§ What the task requires: Pull out each line below that contains the string "step" and copy it in full.

Coordinate annotation lines:
---+---
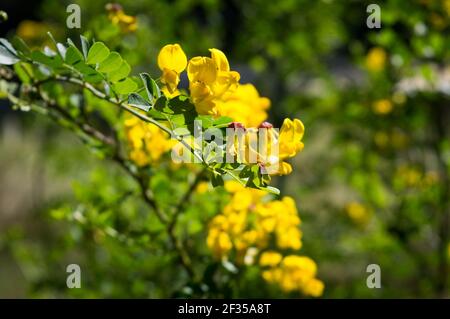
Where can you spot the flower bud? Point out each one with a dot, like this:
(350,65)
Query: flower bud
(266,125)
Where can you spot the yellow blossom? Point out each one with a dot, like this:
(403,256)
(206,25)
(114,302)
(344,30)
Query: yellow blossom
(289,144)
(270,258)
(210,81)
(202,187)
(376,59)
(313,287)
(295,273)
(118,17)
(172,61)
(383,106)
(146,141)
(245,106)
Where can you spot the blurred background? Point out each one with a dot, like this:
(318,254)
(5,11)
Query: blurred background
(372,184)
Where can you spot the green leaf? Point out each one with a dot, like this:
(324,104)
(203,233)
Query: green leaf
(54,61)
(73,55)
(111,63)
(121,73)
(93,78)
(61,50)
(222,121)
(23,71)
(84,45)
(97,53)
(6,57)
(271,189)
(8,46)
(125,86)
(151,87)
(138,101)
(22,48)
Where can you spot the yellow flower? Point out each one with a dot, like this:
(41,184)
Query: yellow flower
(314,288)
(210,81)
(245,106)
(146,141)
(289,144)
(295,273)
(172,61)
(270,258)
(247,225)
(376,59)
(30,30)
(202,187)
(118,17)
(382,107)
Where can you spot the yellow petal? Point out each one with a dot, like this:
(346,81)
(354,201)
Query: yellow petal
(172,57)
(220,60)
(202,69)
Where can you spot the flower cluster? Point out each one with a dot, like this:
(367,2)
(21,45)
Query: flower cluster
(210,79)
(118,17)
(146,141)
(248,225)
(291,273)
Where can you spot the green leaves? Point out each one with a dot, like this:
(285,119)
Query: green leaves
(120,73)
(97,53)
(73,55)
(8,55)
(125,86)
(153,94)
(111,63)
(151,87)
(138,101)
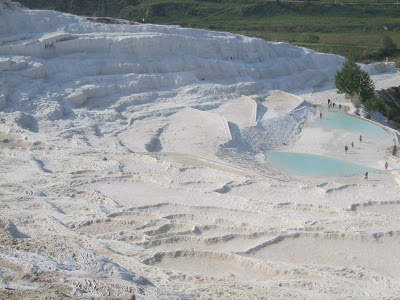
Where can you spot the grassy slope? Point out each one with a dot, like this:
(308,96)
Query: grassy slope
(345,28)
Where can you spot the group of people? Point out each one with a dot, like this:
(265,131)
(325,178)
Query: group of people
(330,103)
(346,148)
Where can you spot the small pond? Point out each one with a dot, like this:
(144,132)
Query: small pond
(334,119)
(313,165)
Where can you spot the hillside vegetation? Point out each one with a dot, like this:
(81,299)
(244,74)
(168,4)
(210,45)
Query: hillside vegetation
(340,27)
---+---
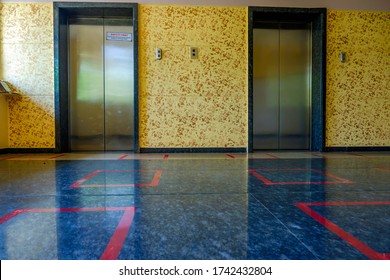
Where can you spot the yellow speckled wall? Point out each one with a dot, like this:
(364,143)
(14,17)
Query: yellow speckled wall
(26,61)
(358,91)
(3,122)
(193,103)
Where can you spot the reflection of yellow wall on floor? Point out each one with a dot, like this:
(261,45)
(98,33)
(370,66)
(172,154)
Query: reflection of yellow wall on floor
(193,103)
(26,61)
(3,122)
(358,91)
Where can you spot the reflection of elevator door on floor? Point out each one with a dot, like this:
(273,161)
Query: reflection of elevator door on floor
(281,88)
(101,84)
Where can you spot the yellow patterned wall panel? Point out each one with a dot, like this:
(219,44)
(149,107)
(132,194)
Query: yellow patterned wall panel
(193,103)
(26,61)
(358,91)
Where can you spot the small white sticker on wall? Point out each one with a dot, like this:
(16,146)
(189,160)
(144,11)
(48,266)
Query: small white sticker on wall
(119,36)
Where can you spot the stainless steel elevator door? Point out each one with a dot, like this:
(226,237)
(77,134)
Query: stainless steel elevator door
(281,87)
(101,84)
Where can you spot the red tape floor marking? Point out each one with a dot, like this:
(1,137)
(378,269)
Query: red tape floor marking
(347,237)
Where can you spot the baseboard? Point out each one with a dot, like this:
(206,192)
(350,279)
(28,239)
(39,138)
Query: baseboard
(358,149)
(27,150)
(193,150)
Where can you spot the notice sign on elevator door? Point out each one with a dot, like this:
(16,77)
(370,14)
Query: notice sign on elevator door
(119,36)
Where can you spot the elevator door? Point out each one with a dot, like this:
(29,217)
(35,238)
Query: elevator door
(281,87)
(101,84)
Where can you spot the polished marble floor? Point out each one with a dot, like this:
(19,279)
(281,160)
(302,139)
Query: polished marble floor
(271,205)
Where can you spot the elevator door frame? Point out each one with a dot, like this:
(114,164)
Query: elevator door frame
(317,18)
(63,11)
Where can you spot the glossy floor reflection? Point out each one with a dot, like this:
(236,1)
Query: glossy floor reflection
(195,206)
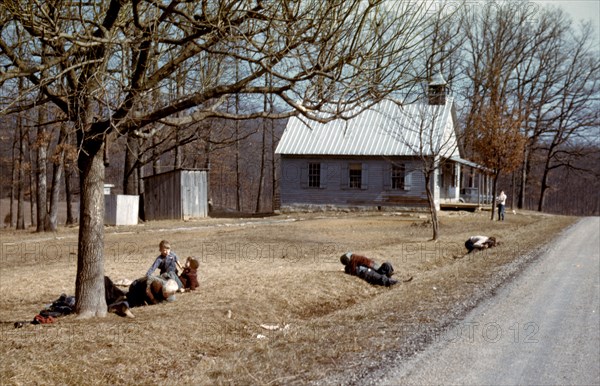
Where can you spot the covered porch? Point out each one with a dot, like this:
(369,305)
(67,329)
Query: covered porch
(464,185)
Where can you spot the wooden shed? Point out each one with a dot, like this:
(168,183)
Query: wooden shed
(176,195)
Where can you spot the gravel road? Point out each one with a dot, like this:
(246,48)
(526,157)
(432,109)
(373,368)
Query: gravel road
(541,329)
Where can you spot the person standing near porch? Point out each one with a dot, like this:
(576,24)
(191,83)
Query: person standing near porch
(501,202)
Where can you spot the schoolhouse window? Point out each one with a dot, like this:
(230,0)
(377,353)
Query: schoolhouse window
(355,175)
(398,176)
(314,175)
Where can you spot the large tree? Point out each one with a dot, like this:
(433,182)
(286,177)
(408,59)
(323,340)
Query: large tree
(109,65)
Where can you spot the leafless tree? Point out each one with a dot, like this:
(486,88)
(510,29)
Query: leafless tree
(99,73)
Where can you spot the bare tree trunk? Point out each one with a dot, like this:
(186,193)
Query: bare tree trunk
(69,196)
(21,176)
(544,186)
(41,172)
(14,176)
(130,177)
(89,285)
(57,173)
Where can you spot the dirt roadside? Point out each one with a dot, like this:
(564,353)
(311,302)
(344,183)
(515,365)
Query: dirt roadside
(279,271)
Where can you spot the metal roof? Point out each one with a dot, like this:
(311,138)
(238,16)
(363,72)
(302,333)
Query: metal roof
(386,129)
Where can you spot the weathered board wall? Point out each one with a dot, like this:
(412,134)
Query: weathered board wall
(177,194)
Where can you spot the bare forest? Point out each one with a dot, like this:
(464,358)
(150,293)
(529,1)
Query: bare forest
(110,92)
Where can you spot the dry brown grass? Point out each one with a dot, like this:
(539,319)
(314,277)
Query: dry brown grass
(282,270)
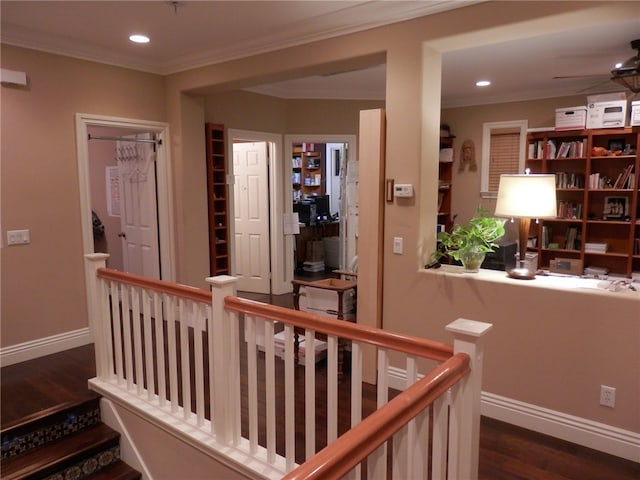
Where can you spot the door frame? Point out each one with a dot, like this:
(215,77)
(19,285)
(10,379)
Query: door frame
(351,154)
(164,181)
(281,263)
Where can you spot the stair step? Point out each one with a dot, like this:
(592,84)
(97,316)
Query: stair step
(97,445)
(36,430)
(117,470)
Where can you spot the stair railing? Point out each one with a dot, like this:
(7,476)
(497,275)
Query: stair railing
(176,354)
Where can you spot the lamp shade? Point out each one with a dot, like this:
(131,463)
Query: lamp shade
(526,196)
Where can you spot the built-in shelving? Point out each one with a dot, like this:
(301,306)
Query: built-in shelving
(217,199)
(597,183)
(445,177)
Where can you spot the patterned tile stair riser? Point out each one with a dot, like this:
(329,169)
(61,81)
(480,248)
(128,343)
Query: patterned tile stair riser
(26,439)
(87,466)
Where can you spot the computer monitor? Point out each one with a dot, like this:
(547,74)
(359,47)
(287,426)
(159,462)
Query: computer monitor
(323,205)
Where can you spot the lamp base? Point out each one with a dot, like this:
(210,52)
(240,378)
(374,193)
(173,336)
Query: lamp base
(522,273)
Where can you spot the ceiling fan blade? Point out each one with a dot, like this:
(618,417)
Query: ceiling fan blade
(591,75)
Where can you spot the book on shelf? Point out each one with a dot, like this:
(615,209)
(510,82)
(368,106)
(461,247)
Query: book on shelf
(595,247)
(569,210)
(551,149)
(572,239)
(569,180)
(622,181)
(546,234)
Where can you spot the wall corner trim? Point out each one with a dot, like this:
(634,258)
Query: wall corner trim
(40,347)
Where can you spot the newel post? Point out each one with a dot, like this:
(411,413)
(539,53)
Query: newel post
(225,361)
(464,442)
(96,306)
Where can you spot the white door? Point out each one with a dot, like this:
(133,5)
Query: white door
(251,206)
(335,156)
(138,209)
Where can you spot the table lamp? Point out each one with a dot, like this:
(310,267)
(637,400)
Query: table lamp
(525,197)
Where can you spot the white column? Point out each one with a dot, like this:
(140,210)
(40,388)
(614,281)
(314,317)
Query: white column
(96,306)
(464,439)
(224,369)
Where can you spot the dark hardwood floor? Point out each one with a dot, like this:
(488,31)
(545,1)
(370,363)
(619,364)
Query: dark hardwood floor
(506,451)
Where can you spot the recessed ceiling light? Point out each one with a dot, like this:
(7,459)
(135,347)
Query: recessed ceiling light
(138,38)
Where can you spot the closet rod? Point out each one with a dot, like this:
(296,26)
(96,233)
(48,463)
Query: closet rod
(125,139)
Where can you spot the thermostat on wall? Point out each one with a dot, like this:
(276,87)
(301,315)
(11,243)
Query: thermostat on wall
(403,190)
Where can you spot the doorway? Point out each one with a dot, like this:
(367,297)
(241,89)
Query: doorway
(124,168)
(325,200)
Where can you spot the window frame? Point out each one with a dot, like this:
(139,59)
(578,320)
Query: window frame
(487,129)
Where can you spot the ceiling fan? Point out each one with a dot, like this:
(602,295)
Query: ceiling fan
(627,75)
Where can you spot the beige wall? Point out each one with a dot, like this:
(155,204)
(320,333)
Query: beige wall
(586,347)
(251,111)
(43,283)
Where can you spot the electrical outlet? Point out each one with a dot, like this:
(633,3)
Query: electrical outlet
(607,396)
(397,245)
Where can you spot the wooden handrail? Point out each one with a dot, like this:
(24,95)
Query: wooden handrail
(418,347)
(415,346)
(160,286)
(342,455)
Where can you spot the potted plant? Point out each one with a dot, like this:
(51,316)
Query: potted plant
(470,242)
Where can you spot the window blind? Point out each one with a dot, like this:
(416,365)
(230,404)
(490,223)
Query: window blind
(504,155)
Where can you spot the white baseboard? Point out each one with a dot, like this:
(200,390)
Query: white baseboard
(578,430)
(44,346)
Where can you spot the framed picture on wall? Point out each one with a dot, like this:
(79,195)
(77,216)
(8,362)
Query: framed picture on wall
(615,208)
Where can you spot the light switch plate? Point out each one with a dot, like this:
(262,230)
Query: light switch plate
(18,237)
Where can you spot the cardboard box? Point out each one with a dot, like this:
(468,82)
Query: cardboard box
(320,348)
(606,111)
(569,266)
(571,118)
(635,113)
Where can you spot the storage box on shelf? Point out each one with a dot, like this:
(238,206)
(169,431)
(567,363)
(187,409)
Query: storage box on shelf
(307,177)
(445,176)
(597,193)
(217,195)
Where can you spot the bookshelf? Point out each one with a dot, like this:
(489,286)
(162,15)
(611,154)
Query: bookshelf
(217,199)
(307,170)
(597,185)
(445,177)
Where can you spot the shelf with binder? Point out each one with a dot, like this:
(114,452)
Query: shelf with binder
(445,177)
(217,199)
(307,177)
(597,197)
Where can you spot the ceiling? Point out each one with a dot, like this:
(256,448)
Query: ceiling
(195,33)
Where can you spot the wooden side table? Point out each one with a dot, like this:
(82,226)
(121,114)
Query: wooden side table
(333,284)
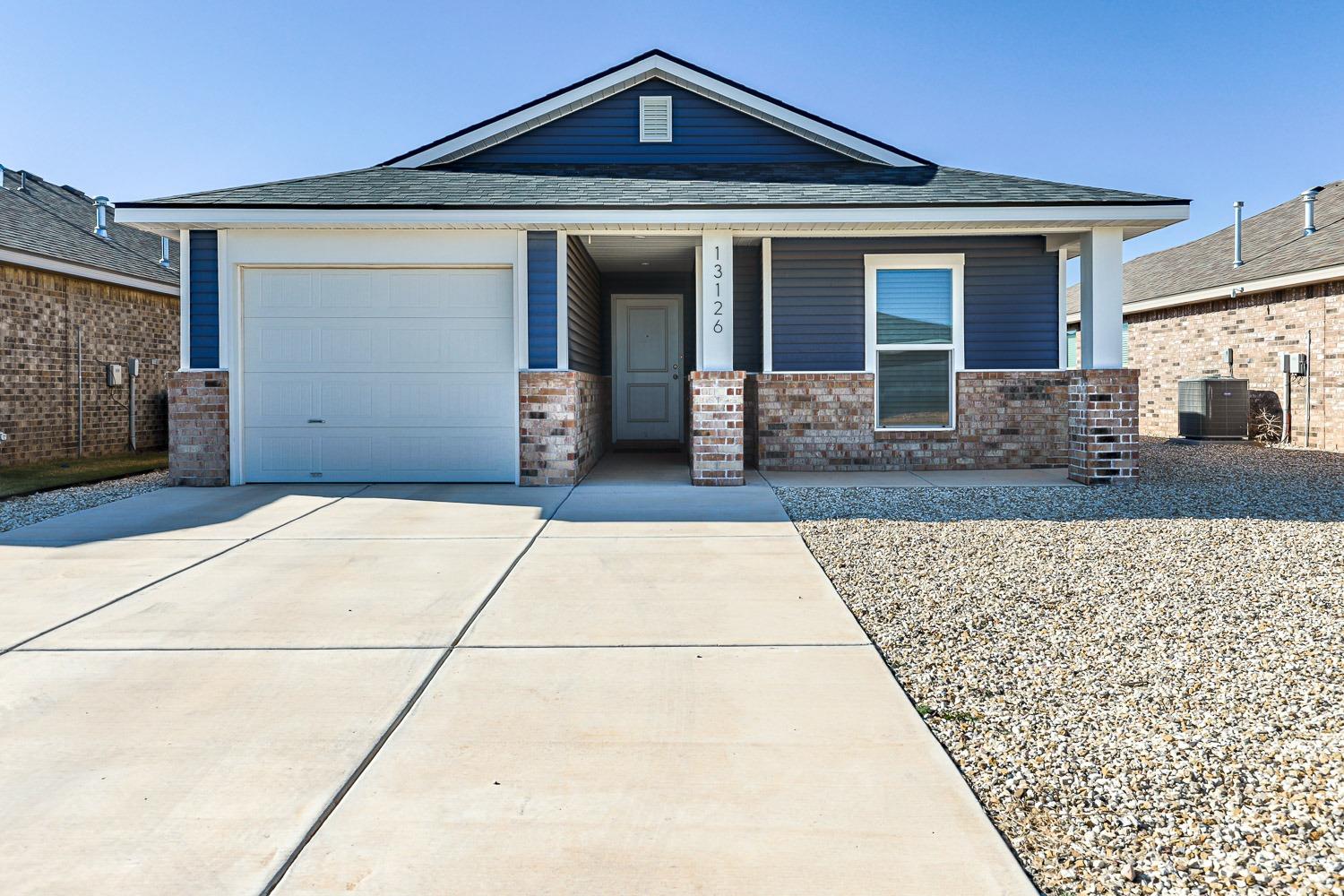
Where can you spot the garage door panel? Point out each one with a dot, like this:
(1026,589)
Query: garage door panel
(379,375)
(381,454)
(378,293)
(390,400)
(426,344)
---+---
§ Reply to the task:
Where can you spot the stair step? Point out each one with a dot, like this:
Query: stair step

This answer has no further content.